_EXERCISE BRIEF_. Line by line, retype the data exactly as it is given.

Dataset entries:
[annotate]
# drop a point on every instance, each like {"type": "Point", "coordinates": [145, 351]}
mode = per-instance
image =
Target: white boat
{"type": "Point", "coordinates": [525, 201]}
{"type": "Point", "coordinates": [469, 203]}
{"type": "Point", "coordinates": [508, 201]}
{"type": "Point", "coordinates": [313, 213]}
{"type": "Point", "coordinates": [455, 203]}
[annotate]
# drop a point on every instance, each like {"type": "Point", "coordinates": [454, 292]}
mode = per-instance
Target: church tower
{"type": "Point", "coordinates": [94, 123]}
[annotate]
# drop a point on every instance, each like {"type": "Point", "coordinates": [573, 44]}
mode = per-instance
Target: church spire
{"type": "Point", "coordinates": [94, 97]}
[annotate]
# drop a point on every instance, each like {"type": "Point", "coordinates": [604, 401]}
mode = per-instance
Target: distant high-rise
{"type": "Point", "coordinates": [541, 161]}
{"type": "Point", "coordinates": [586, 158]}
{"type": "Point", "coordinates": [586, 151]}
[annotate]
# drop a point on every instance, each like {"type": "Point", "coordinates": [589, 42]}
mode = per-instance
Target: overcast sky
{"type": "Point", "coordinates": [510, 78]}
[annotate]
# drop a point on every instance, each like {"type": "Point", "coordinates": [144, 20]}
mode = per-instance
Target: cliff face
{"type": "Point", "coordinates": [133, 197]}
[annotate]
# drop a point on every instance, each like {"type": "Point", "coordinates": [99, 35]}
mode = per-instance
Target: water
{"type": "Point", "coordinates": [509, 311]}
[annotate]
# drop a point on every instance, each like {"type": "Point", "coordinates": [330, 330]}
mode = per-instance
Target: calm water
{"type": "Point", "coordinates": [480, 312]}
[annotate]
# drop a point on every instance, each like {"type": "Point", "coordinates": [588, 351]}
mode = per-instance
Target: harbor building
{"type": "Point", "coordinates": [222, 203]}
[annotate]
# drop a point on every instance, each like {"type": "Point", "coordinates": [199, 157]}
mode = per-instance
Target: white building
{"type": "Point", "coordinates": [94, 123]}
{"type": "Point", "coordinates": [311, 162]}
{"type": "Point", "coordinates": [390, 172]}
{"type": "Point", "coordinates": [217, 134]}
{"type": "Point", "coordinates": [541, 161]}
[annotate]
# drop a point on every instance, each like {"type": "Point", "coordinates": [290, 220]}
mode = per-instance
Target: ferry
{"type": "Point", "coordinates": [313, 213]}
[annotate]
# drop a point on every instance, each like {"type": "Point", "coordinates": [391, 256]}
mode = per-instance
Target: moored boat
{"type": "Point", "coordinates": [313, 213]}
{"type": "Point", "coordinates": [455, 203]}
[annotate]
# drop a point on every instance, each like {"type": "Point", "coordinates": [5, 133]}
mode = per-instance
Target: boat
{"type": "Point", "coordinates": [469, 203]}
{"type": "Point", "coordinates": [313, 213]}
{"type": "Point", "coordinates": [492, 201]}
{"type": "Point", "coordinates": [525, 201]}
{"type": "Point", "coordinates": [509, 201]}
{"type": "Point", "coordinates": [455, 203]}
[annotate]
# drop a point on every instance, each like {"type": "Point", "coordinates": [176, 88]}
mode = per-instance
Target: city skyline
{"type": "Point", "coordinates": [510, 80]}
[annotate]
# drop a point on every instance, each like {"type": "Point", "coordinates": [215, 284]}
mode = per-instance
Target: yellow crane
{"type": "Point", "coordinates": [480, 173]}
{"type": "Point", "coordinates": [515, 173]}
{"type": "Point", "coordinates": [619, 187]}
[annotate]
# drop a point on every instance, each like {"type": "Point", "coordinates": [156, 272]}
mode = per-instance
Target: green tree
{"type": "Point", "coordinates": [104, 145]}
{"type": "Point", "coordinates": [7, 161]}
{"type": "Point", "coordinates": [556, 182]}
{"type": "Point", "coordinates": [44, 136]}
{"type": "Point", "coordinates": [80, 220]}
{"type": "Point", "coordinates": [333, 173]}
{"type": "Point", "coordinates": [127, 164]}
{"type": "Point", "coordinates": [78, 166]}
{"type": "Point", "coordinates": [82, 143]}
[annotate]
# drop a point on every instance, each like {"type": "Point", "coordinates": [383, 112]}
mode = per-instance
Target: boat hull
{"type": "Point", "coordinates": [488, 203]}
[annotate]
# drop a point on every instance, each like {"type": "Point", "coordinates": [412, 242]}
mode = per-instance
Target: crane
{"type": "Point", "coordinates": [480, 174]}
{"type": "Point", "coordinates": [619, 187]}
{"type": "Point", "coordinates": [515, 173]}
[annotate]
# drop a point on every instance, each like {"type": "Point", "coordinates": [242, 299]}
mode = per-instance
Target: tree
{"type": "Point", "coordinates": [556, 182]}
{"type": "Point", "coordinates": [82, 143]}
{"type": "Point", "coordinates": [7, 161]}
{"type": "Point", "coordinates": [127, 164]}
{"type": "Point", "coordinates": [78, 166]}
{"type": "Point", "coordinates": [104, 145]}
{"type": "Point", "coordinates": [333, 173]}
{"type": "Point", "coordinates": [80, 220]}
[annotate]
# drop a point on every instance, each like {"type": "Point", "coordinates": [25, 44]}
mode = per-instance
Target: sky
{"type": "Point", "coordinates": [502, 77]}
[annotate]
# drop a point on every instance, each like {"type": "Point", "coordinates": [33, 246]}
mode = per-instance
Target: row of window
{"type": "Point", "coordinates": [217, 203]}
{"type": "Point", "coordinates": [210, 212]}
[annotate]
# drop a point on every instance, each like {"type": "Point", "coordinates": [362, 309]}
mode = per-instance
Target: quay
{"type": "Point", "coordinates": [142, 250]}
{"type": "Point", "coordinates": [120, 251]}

_SOLUTION TO THIS PROBLEM_.
[annotate]
# drop a point on every instance, each like {"type": "Point", "coordinates": [145, 351]}
mode = per-instance
image =
Target: white boat
{"type": "Point", "coordinates": [525, 201]}
{"type": "Point", "coordinates": [469, 203]}
{"type": "Point", "coordinates": [508, 201]}
{"type": "Point", "coordinates": [313, 213]}
{"type": "Point", "coordinates": [455, 203]}
[annotate]
# drop a point on every instance, each like {"type": "Point", "coordinates": [454, 292]}
mode = per-instance
Target: church tower
{"type": "Point", "coordinates": [94, 123]}
[annotate]
# drop a point on every instance, each like {"type": "Point", "coordinates": [573, 44]}
mode = per-instance
Target: church spire
{"type": "Point", "coordinates": [94, 97]}
[annotate]
# drop a point on every instance, each like {"type": "Point", "coordinates": [604, 401]}
mode = per-instance
Target: distant high-rise
{"type": "Point", "coordinates": [541, 161]}
{"type": "Point", "coordinates": [586, 158]}
{"type": "Point", "coordinates": [586, 151]}
[annotate]
# drop a point on every instance, each like {"type": "Point", "coordinates": [589, 42]}
mode = per-instance
Target: overcast sky
{"type": "Point", "coordinates": [510, 78]}
[annotate]
# drop a point on every instance, each like {"type": "Point", "coordinates": [144, 20]}
mode = per-instance
Target: cliff face
{"type": "Point", "coordinates": [133, 197]}
[annotate]
# drop a point on every instance, each like {"type": "Point", "coordinates": [99, 35]}
mode = per-instance
Target: water
{"type": "Point", "coordinates": [509, 311]}
[annotate]
# drop a point on every instance, each like {"type": "Point", "coordinates": [330, 330]}
mode = per-instance
Target: calm water
{"type": "Point", "coordinates": [480, 312]}
[annotate]
# drop a point on every instance, each like {"type": "Point", "coordinates": [588, 351]}
mode = per-instance
Target: harbor building
{"type": "Point", "coordinates": [222, 203]}
[annotate]
# drop a point on every instance, each like {"type": "Point", "coordinates": [199, 157]}
mode = per-instance
Target: white building
{"type": "Point", "coordinates": [94, 123]}
{"type": "Point", "coordinates": [311, 162]}
{"type": "Point", "coordinates": [390, 172]}
{"type": "Point", "coordinates": [217, 134]}
{"type": "Point", "coordinates": [541, 161]}
[annotate]
# drop a point on every instance, each like {"type": "Point", "coordinates": [290, 220]}
mode = per-instance
Target: ferry
{"type": "Point", "coordinates": [313, 213]}
[annotate]
# drop a point on every instance, each like {"type": "Point", "coordinates": [391, 256]}
mode = per-instance
Target: moored boat
{"type": "Point", "coordinates": [313, 213]}
{"type": "Point", "coordinates": [455, 203]}
[annotate]
# drop a point on every instance, each like {"type": "Point", "coordinates": [5, 133]}
mode = per-instance
Target: boat
{"type": "Point", "coordinates": [469, 203]}
{"type": "Point", "coordinates": [313, 213]}
{"type": "Point", "coordinates": [492, 201]}
{"type": "Point", "coordinates": [525, 201]}
{"type": "Point", "coordinates": [509, 201]}
{"type": "Point", "coordinates": [455, 203]}
[annotate]
# drop a point on every instance, each like {"type": "Point", "coordinates": [176, 88]}
mode = per-instance
Target: city skyline
{"type": "Point", "coordinates": [510, 80]}
[annotate]
# drop a point on every instance, each like {"type": "Point", "coordinates": [215, 284]}
mode = per-instance
Target: yellow crane
{"type": "Point", "coordinates": [480, 173]}
{"type": "Point", "coordinates": [515, 173]}
{"type": "Point", "coordinates": [619, 187]}
[annotate]
# drop a point on every instance, each like {"type": "Point", "coordinates": [156, 272]}
mode = per-instance
Target: green tree
{"type": "Point", "coordinates": [104, 145]}
{"type": "Point", "coordinates": [7, 161]}
{"type": "Point", "coordinates": [556, 182]}
{"type": "Point", "coordinates": [44, 136]}
{"type": "Point", "coordinates": [80, 220]}
{"type": "Point", "coordinates": [333, 173]}
{"type": "Point", "coordinates": [127, 164]}
{"type": "Point", "coordinates": [78, 166]}
{"type": "Point", "coordinates": [82, 143]}
[annotate]
# drop a point on every instance, each like {"type": "Point", "coordinates": [383, 112]}
mode = per-instance
Target: boat hull
{"type": "Point", "coordinates": [488, 203]}
[annotate]
# drop a point on every instance, each like {"type": "Point", "coordinates": [412, 242]}
mode = per-instance
Target: crane
{"type": "Point", "coordinates": [480, 174]}
{"type": "Point", "coordinates": [619, 187]}
{"type": "Point", "coordinates": [515, 173]}
[annotate]
# drop a point on every instance, each like {"type": "Point", "coordinates": [242, 299]}
mode = per-instance
Target: tree
{"type": "Point", "coordinates": [556, 182]}
{"type": "Point", "coordinates": [82, 143]}
{"type": "Point", "coordinates": [7, 161]}
{"type": "Point", "coordinates": [127, 164]}
{"type": "Point", "coordinates": [78, 166]}
{"type": "Point", "coordinates": [104, 145]}
{"type": "Point", "coordinates": [333, 173]}
{"type": "Point", "coordinates": [80, 220]}
[annotate]
# drop a point on every instance, each like {"type": "Point", "coordinates": [25, 44]}
mode = per-instance
Target: sky
{"type": "Point", "coordinates": [502, 77]}
[annotate]
# drop a point on every instance, each like {"type": "Point", "coordinates": [33, 246]}
mode = per-instance
Target: row of window
{"type": "Point", "coordinates": [217, 203]}
{"type": "Point", "coordinates": [210, 212]}
[annotate]
# drop a point on every instance, each like {"type": "Point", "coordinates": [362, 309]}
mode = per-instance
Target: quay
{"type": "Point", "coordinates": [142, 250]}
{"type": "Point", "coordinates": [120, 251]}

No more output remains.